Repeat the material exactly, leaving nothing out.

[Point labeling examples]
--
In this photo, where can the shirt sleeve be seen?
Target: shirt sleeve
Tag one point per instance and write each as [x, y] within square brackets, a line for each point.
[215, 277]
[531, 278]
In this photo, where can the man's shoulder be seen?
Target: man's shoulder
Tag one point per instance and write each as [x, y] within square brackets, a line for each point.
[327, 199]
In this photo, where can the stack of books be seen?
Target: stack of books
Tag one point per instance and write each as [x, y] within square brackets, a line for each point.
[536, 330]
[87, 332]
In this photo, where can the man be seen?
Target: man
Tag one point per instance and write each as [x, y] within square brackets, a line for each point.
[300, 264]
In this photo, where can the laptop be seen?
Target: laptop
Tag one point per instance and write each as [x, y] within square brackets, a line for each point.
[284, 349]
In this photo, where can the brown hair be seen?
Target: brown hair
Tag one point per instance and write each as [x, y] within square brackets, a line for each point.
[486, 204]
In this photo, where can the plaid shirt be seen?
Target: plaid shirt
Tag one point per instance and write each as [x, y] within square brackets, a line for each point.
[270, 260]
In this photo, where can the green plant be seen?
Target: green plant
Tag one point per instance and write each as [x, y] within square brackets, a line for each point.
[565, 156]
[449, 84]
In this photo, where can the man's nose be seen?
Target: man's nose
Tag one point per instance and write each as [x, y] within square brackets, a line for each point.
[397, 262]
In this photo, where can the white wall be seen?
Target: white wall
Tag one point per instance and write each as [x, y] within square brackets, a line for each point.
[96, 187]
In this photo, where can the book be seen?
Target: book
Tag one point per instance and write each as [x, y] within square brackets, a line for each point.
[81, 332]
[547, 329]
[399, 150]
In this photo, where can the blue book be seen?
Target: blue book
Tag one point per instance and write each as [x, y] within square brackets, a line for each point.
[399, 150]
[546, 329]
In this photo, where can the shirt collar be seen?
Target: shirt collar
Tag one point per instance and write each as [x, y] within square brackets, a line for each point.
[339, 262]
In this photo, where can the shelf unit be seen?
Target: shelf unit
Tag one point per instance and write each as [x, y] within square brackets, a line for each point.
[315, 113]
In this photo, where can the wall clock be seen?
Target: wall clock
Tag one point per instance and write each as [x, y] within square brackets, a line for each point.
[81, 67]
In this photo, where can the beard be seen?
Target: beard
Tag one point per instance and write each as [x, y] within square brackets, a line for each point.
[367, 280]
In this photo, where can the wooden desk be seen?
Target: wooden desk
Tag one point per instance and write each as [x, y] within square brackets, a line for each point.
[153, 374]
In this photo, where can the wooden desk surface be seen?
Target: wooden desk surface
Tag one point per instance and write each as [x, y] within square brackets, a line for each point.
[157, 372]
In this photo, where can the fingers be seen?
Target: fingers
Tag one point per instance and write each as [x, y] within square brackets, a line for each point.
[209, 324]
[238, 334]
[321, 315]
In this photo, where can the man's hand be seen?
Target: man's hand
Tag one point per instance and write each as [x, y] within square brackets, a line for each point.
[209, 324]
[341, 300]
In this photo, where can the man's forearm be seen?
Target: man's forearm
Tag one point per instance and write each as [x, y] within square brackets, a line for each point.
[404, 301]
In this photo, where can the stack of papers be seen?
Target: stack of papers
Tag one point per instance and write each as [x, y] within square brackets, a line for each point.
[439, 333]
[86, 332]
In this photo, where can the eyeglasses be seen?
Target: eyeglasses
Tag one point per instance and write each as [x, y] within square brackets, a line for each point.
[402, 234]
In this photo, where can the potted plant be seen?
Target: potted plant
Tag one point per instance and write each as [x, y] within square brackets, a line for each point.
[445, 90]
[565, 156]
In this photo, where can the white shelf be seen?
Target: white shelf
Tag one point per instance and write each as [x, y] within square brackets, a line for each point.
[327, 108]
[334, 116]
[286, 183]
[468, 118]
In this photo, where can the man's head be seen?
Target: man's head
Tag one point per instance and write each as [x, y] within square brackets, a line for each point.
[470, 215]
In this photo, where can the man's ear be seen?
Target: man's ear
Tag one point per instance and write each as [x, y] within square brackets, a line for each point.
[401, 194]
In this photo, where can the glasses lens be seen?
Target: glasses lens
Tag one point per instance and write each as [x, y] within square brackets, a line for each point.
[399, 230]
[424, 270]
--
◆ SOLUTION TO THE PROBLEM ◆
In this photo, where can the shirt sleeve be seen?
Target: shirt sleeve
Tag one point per instance and write each as [x, y] within square brackets, a line for each point.
[215, 277]
[531, 278]
In this photo, where can the man's shoulder be seen?
Target: man's shoulder
Tag one point per instance and write each as [x, y] within square brackets, a line for each point.
[327, 199]
In this photo, where can the stack of books be seen?
Target: stack of books
Tag one point per instance and write each as [x, y] within square brackets, a line for each point.
[536, 330]
[87, 332]
In this photo, where can the man be seen?
Target: man
Tag one point per instance and write each as [x, y] within square brackets, a line for each point.
[300, 264]
In this photo, where can the laptop be seen?
Target: laptop
Tag one point per instance and write each as [x, y] within square brackets, a line for each point.
[284, 349]
In this photo, where can the brown hair be seen?
Target: brown hair
Tag one point per instance and write each as [x, y] within square brackets, a line for each point.
[486, 204]
In this photo, where can the plaid shirt be seen?
Target: plaid shirt
Tag one point per instance and write each as [x, y] within square brackets, a line for each point.
[270, 260]
In this photo, where can the green plant be seen?
Target: green plant
Tag one point per instance and write each as [x, y] within square brackets, a line for each point.
[565, 156]
[449, 84]
In this photo, where can the man's nose be seen?
Target: man's nose
Tag one point per instance and write each as [x, y] within square brackets, a line for each point.
[397, 262]
In this photo, where can the white wall be seen?
Target: white wall
Tag one point per instance and write each as [x, y] within square brackets, a line for each point.
[96, 187]
In this photo, where can the book be seen?
Target: book
Tag one point per instance and write each as [x, y] within square brackets, a line for each point.
[81, 332]
[547, 329]
[399, 150]
In this photo, where can the blue book be seen?
Target: blue book
Tag one point per instance and write each as [x, y] within square brackets, a line for each point.
[399, 150]
[546, 329]
In this photo, where can the shirt collar be seen?
Target: shirt collar
Tag one point per instance and write each as [x, y] within square brackets, a line for each point.
[339, 262]
In this photo, where can the shelf unit be seen?
Target: shelf unit
Tag one point per instance and write each as [x, y] within square brackets, a line for each point.
[315, 113]
In this photo, where can the wall clock be seen?
Target: wall clock
Tag one point per instance and write each as [x, y] within square brackets, a line for each point.
[81, 67]
In this photo, where can the beard be seen?
Target: beard
Tag one point per instance and write each as [x, y] within square brackets, a line for each point.
[367, 280]
In this photo, where can the wooden desk be seen?
Target: wooden desk
Tag one point per instance and write each as [x, y] within square brackets, a line for each point.
[153, 374]
In this photo, where can the wooden desk surface be seen?
Target: wooden desk surface
Tag one point per instance and write each as [x, y] within square brackets, a line for each point.
[157, 372]
In this photo, where can the fingers be seen?
Target: fingers
Tag one point per instance and write each as [x, y] within square brackets, a line for each point.
[209, 324]
[238, 334]
[321, 315]
In this photo, where can the man's hand be seen?
Target: man's hand
Tag one point per instance and write each as [x, y] within square brackets, a line for each point.
[209, 324]
[341, 300]
In this photo, where can the man's forearm be seen?
Target: man's forearm
Tag one point per instance and write each as [x, y] within square brackets, a line for each point.
[404, 301]
In this photo, where can the stack of papers be seen?
Target: stack of papers
Tag one point per instance and write each as [x, y] within square brackets, a line for each point.
[439, 333]
[86, 332]
In this photo, where can the eyeglasses be seen?
Target: eyeglasses
Tag one point per instance and write each as [x, y] within square brackets, a line for each point.
[402, 234]
In this photo, where can the potted plant be seen?
Target: potted plant
Tag one point per instance and write each as [x, y] within square brackets, a line for each point.
[445, 90]
[565, 156]
In this photo, where can the white shelf be seen?
Target: white shelf
Tag one point per instance and write each as [x, y] within square brackets, a line for each point.
[327, 108]
[334, 116]
[286, 183]
[468, 118]
In this photo, where can the man's head be seen?
Target: man's head
Tag one point per instance and write each as [x, y] within square brackets, a line for each point.
[470, 215]
In this photo, where can the man's ear be seen?
Target: man's ear
Tag one point per instance and write each as [x, y] within square brackets, a line for each point.
[401, 194]
In this photo, where can the glasses lens be seen?
Target: glasses lens
Tag one point per instance and write each as [x, y] within square brackets, a line for each point.
[399, 230]
[424, 270]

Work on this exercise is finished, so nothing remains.